-- Data for this task follows --

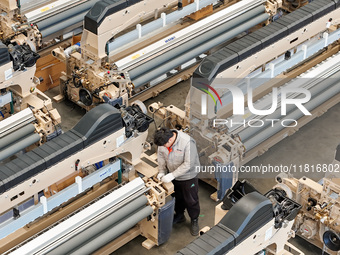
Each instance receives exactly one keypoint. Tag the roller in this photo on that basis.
(19, 145)
(112, 232)
(193, 48)
(95, 229)
(297, 114)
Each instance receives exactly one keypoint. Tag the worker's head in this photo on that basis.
(163, 137)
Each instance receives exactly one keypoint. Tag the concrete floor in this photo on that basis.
(315, 143)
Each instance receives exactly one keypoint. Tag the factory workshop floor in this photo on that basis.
(313, 144)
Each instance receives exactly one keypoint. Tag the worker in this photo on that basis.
(177, 161)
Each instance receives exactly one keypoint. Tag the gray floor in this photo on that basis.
(315, 143)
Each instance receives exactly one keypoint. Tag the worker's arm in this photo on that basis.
(190, 153)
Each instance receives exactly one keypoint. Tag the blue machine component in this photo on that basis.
(165, 219)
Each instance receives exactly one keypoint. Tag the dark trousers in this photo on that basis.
(186, 195)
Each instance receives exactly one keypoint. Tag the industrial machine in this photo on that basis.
(64, 188)
(318, 218)
(21, 103)
(112, 67)
(259, 89)
(251, 224)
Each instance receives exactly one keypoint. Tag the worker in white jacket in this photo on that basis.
(177, 162)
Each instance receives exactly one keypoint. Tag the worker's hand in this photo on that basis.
(168, 178)
(160, 175)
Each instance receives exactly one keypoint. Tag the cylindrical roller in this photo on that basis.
(112, 232)
(297, 114)
(95, 229)
(178, 56)
(18, 146)
(252, 131)
(17, 135)
(192, 44)
(54, 20)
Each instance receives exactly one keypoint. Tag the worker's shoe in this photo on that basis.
(194, 228)
(179, 218)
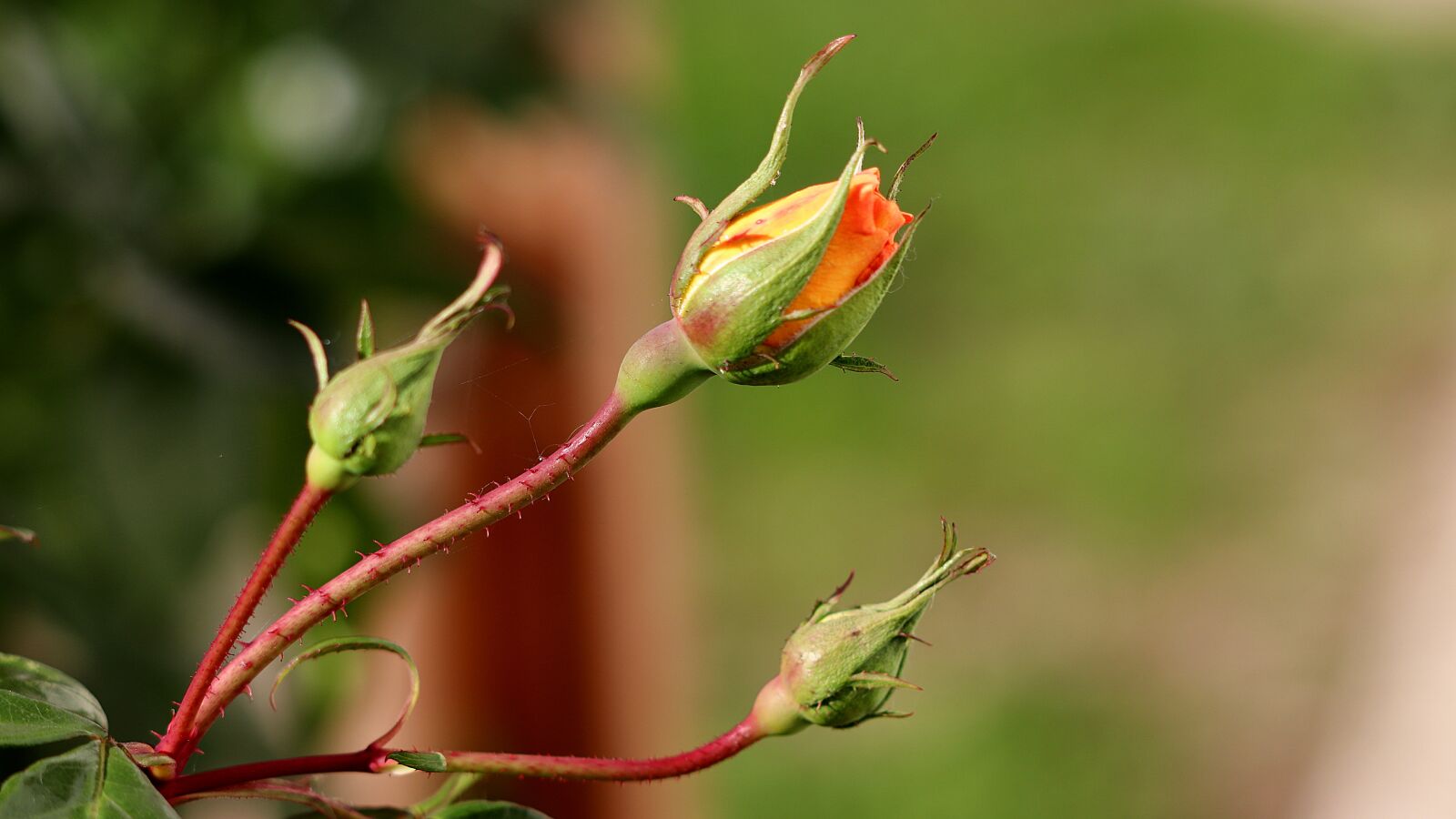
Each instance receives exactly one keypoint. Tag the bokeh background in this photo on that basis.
(1176, 343)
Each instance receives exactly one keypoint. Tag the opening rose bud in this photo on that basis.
(772, 295)
(863, 244)
(820, 258)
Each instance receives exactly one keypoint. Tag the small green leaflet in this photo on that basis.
(861, 365)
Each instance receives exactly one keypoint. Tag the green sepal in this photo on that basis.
(320, 361)
(842, 666)
(364, 339)
(740, 303)
(754, 186)
(18, 533)
(861, 365)
(370, 417)
(824, 337)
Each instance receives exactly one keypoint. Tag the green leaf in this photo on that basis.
(427, 761)
(339, 644)
(488, 809)
(95, 778)
(40, 704)
(861, 365)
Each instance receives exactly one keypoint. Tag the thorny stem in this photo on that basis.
(405, 552)
(364, 761)
(742, 736)
(373, 760)
(182, 731)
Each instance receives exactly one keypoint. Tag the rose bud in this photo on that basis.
(788, 286)
(775, 293)
(370, 417)
(837, 669)
(772, 295)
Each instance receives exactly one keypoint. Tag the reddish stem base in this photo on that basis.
(373, 760)
(182, 732)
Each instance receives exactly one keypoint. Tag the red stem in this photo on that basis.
(371, 760)
(360, 761)
(706, 755)
(405, 552)
(182, 731)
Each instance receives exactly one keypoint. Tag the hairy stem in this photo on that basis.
(182, 731)
(405, 552)
(373, 760)
(706, 755)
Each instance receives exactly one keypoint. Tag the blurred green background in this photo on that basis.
(1187, 274)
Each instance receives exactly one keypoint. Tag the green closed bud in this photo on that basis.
(837, 669)
(370, 417)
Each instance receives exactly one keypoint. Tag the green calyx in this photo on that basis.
(829, 332)
(841, 668)
(659, 369)
(730, 314)
(754, 186)
(370, 417)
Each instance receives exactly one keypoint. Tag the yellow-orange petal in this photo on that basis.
(863, 241)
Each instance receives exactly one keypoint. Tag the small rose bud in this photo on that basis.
(837, 669)
(370, 417)
(774, 295)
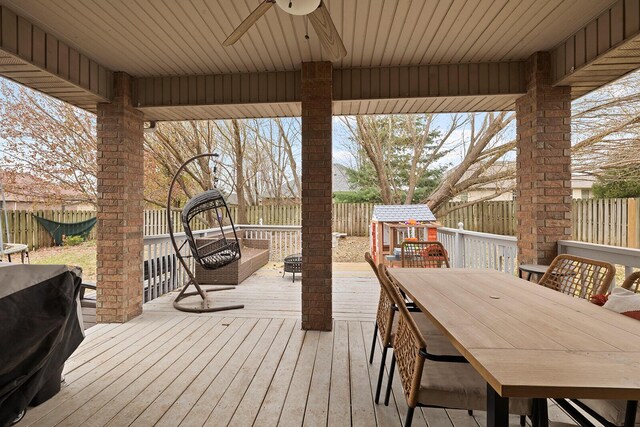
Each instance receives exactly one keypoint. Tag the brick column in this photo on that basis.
(120, 206)
(316, 195)
(543, 196)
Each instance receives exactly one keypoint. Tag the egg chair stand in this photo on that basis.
(215, 253)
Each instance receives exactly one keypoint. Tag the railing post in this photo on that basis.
(458, 247)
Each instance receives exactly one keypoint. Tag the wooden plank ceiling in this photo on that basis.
(178, 39)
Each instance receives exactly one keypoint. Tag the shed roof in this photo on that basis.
(396, 213)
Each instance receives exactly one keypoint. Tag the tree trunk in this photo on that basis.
(239, 165)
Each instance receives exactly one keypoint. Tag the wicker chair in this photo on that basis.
(609, 412)
(429, 381)
(385, 324)
(429, 254)
(578, 277)
(632, 282)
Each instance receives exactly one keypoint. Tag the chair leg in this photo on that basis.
(373, 344)
(387, 395)
(381, 374)
(409, 419)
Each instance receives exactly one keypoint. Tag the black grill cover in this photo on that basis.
(40, 326)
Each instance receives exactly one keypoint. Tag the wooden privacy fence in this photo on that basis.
(603, 221)
(23, 227)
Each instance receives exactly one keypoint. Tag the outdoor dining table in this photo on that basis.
(529, 341)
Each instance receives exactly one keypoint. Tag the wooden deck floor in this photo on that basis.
(242, 368)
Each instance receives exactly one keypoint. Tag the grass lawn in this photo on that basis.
(351, 249)
(83, 255)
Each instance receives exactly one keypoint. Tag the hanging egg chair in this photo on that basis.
(217, 249)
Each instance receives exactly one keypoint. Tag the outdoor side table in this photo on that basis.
(293, 264)
(530, 269)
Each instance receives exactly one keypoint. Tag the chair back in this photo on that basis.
(578, 277)
(632, 282)
(429, 254)
(385, 312)
(408, 344)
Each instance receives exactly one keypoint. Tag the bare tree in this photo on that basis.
(50, 140)
(484, 148)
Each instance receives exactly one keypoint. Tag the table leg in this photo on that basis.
(540, 413)
(497, 409)
(630, 415)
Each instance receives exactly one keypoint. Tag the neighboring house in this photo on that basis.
(20, 194)
(580, 184)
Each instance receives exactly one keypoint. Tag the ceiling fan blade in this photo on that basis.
(327, 33)
(248, 22)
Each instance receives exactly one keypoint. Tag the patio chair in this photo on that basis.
(632, 282)
(429, 254)
(386, 325)
(578, 277)
(608, 412)
(436, 382)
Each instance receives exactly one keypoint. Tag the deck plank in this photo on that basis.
(209, 399)
(249, 406)
(181, 407)
(385, 415)
(362, 411)
(296, 401)
(228, 403)
(146, 396)
(154, 370)
(85, 391)
(340, 392)
(163, 401)
(318, 398)
(271, 408)
(114, 360)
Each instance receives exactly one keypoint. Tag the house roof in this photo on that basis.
(397, 213)
(403, 56)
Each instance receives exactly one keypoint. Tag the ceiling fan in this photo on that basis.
(315, 10)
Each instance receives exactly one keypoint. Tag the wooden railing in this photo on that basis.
(470, 249)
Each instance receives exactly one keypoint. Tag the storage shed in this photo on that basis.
(392, 224)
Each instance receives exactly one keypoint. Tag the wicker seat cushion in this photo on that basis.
(459, 386)
(613, 410)
(624, 301)
(436, 343)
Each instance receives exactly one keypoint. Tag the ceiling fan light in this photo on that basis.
(298, 7)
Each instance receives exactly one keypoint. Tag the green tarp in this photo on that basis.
(59, 229)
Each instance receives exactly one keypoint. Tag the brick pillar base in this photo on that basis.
(316, 195)
(543, 196)
(120, 206)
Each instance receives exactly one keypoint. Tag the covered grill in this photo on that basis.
(40, 327)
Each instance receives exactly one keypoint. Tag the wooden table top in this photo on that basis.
(527, 340)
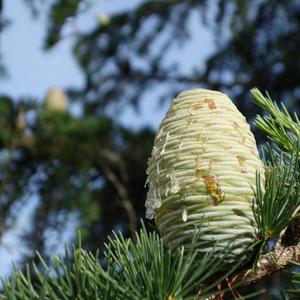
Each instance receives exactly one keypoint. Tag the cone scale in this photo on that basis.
(202, 173)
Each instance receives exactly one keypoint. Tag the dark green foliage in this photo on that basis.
(276, 203)
(141, 270)
(279, 126)
(83, 165)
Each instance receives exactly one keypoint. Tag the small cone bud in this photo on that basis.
(56, 99)
(202, 173)
(21, 120)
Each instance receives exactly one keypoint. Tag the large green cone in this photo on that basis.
(202, 173)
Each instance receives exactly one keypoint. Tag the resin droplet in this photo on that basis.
(213, 189)
(242, 160)
(174, 184)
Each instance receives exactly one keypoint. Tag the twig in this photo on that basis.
(270, 263)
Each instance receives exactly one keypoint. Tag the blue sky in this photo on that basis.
(32, 72)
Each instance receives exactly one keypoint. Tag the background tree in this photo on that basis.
(92, 167)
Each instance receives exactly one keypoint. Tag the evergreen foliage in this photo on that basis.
(145, 269)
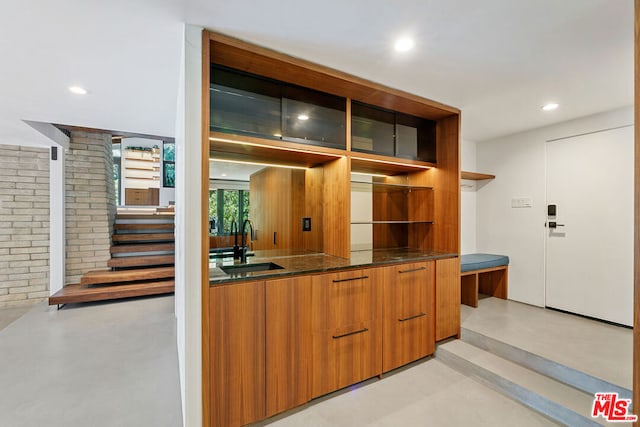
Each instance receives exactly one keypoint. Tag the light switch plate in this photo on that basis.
(521, 202)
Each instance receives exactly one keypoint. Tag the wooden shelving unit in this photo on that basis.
(415, 204)
(475, 176)
(141, 171)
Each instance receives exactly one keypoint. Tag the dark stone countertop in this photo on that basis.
(306, 262)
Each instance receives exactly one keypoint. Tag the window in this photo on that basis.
(169, 164)
(117, 162)
(225, 206)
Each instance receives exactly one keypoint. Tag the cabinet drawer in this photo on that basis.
(345, 356)
(345, 300)
(347, 329)
(408, 325)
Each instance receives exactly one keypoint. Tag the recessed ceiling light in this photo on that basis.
(403, 44)
(78, 90)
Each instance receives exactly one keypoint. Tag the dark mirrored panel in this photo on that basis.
(372, 130)
(314, 118)
(244, 104)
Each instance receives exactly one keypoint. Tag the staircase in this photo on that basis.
(559, 392)
(142, 262)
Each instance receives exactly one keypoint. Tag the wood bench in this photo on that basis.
(483, 273)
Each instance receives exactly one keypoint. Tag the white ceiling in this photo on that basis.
(497, 60)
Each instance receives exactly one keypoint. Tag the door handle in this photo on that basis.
(553, 224)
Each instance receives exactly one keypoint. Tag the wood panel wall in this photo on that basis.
(636, 238)
(446, 185)
(337, 208)
(206, 351)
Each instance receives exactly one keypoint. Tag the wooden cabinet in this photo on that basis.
(347, 335)
(288, 343)
(447, 298)
(237, 348)
(142, 196)
(276, 208)
(408, 326)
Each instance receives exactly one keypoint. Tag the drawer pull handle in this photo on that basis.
(350, 279)
(359, 331)
(415, 316)
(412, 270)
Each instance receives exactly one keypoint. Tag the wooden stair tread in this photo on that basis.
(167, 216)
(145, 226)
(80, 293)
(143, 247)
(98, 277)
(139, 261)
(142, 237)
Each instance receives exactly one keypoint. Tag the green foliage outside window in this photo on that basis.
(225, 206)
(168, 164)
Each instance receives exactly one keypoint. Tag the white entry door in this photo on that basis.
(589, 255)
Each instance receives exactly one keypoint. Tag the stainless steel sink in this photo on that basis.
(250, 268)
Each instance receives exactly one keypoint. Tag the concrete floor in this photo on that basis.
(426, 394)
(115, 364)
(108, 364)
(9, 314)
(596, 348)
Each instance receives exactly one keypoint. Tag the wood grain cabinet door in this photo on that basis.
(409, 315)
(237, 346)
(346, 325)
(288, 343)
(447, 298)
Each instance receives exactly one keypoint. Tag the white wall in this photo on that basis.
(188, 297)
(468, 199)
(518, 161)
(166, 194)
(57, 222)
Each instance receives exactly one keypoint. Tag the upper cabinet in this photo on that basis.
(247, 104)
(389, 133)
(268, 108)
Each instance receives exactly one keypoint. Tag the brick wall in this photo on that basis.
(24, 225)
(90, 204)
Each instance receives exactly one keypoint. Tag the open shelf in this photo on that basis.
(384, 186)
(245, 148)
(372, 163)
(475, 176)
(392, 222)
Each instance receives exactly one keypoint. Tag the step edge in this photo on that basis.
(536, 402)
(542, 365)
(563, 394)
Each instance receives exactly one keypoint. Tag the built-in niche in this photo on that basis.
(284, 204)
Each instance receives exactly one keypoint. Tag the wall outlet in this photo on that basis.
(521, 202)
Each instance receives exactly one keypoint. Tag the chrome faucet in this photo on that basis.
(236, 248)
(244, 248)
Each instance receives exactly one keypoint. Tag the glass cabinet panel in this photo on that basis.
(314, 118)
(244, 104)
(372, 129)
(256, 106)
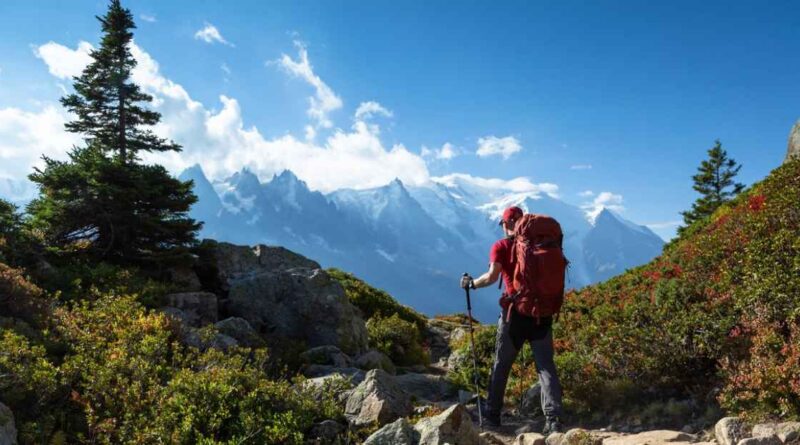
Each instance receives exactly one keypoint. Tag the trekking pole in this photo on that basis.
(474, 355)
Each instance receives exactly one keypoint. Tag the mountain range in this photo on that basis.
(414, 242)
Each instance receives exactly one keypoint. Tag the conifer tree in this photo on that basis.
(715, 183)
(103, 200)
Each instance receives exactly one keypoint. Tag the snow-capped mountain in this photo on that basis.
(415, 242)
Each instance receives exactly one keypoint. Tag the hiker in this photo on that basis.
(514, 329)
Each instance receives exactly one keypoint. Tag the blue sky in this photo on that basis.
(616, 97)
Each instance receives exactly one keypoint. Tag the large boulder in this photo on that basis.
(428, 387)
(787, 432)
(200, 307)
(326, 355)
(240, 330)
(399, 432)
(730, 430)
(453, 426)
(286, 295)
(374, 359)
(378, 399)
(8, 431)
(793, 149)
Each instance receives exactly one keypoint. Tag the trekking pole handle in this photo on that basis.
(466, 289)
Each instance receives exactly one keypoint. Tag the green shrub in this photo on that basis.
(399, 339)
(372, 301)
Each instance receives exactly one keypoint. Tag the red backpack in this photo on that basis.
(539, 268)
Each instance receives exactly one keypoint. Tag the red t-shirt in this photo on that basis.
(501, 253)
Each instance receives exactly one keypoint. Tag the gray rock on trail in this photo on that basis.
(240, 330)
(764, 440)
(8, 431)
(326, 355)
(656, 437)
(579, 436)
(326, 431)
(787, 432)
(374, 359)
(429, 387)
(793, 149)
(200, 307)
(453, 426)
(530, 439)
(283, 294)
(729, 431)
(530, 404)
(399, 432)
(377, 399)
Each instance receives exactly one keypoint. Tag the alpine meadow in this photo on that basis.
(563, 224)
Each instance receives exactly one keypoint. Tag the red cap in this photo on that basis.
(511, 214)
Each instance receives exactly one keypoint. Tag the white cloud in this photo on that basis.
(368, 109)
(63, 62)
(516, 185)
(210, 34)
(324, 100)
(493, 145)
(604, 200)
(446, 152)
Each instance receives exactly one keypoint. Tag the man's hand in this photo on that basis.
(466, 281)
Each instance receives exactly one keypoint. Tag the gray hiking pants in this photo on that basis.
(511, 336)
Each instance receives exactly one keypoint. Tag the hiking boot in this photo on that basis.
(553, 425)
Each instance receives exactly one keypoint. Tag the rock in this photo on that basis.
(185, 278)
(354, 374)
(554, 439)
(530, 405)
(326, 355)
(8, 431)
(579, 436)
(530, 439)
(374, 359)
(399, 432)
(763, 440)
(729, 431)
(240, 330)
(286, 295)
(787, 432)
(429, 387)
(326, 431)
(793, 149)
(200, 307)
(490, 439)
(377, 399)
(202, 340)
(656, 437)
(452, 426)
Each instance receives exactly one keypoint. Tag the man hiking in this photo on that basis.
(528, 319)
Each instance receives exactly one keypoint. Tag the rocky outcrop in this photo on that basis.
(378, 399)
(428, 387)
(793, 149)
(241, 331)
(199, 308)
(399, 432)
(452, 426)
(286, 295)
(373, 359)
(326, 355)
(729, 431)
(8, 431)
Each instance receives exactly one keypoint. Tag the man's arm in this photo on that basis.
(489, 277)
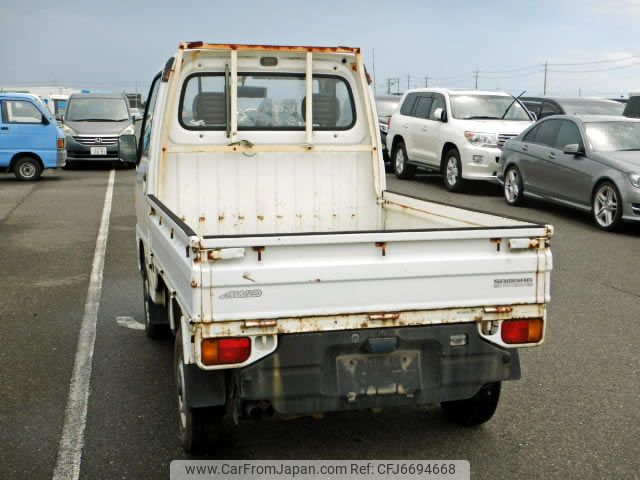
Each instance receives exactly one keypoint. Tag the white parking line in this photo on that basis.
(75, 415)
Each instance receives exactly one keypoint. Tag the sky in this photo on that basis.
(117, 45)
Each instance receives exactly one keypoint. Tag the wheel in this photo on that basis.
(402, 169)
(453, 171)
(607, 206)
(27, 169)
(156, 320)
(513, 190)
(200, 428)
(475, 410)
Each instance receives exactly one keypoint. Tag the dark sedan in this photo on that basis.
(591, 163)
(386, 105)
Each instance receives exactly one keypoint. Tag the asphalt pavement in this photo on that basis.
(574, 414)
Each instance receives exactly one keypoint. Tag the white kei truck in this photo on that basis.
(293, 281)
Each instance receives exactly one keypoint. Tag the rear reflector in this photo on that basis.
(522, 331)
(225, 351)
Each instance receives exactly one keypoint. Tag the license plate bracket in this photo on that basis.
(397, 373)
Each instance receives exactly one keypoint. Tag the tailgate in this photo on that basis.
(336, 274)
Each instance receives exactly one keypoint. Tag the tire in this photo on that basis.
(452, 171)
(606, 206)
(401, 168)
(200, 428)
(156, 319)
(475, 410)
(27, 169)
(513, 188)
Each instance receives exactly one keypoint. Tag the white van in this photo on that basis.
(293, 280)
(457, 132)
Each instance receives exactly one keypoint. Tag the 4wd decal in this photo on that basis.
(241, 294)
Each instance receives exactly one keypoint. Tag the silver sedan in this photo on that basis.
(591, 163)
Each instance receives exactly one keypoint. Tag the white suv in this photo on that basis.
(457, 132)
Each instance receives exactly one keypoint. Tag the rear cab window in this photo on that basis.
(266, 102)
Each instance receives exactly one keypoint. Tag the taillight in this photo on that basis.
(522, 331)
(225, 351)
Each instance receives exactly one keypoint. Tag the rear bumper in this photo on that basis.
(336, 370)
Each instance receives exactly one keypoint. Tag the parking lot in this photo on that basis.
(574, 414)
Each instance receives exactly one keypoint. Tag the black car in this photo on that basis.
(386, 105)
(93, 123)
(547, 106)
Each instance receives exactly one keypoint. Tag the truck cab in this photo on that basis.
(30, 138)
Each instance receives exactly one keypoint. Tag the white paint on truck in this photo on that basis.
(254, 222)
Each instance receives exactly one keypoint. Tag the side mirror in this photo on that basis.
(439, 114)
(573, 149)
(128, 148)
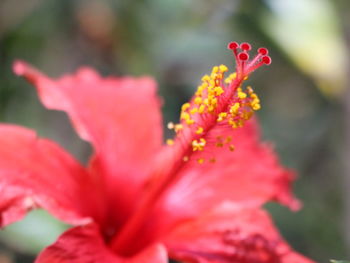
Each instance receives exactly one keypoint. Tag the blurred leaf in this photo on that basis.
(309, 32)
(38, 230)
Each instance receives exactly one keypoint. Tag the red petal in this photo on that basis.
(230, 234)
(37, 173)
(119, 116)
(84, 244)
(251, 174)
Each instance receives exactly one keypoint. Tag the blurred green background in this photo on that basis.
(305, 97)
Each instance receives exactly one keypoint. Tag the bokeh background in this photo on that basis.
(305, 92)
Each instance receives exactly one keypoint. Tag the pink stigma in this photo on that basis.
(244, 66)
(232, 45)
(246, 46)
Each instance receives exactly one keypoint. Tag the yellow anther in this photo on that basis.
(199, 130)
(221, 116)
(218, 91)
(169, 142)
(185, 106)
(200, 160)
(211, 108)
(256, 107)
(234, 108)
(194, 110)
(190, 121)
(198, 100)
(205, 78)
(250, 90)
(219, 144)
(198, 145)
(170, 125)
(215, 70)
(201, 109)
(185, 116)
(242, 95)
(178, 127)
(223, 68)
(228, 139)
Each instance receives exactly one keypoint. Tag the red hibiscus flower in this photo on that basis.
(195, 200)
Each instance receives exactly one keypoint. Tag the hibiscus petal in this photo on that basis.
(119, 116)
(230, 234)
(251, 174)
(38, 173)
(84, 244)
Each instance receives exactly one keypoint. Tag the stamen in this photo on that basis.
(220, 100)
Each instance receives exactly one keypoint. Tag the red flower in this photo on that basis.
(137, 200)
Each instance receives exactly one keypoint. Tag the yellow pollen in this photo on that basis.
(185, 106)
(200, 160)
(223, 68)
(170, 125)
(242, 95)
(190, 121)
(205, 78)
(170, 142)
(221, 116)
(178, 127)
(228, 139)
(201, 109)
(198, 100)
(194, 110)
(219, 144)
(199, 130)
(198, 145)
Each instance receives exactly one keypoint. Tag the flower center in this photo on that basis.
(220, 101)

-- Data for this task concluded --

* _Your goal_:
Repeat exactly, and only, the lines of the records above, starting with the line that contains "pollen in this photo on that basis." and ending with the final line, both included.

* _Exercise solution_:
Each instance receives exactly one keypoint. Tag the yellow pollen in this photo on that basis.
(185, 106)
(200, 160)
(223, 68)
(170, 125)
(242, 95)
(190, 121)
(205, 78)
(170, 142)
(221, 116)
(178, 127)
(228, 139)
(201, 109)
(198, 100)
(194, 110)
(219, 144)
(199, 130)
(198, 145)
Each instance receives exactly one keypoint. Tag the flower center in this photo on that basis.
(220, 101)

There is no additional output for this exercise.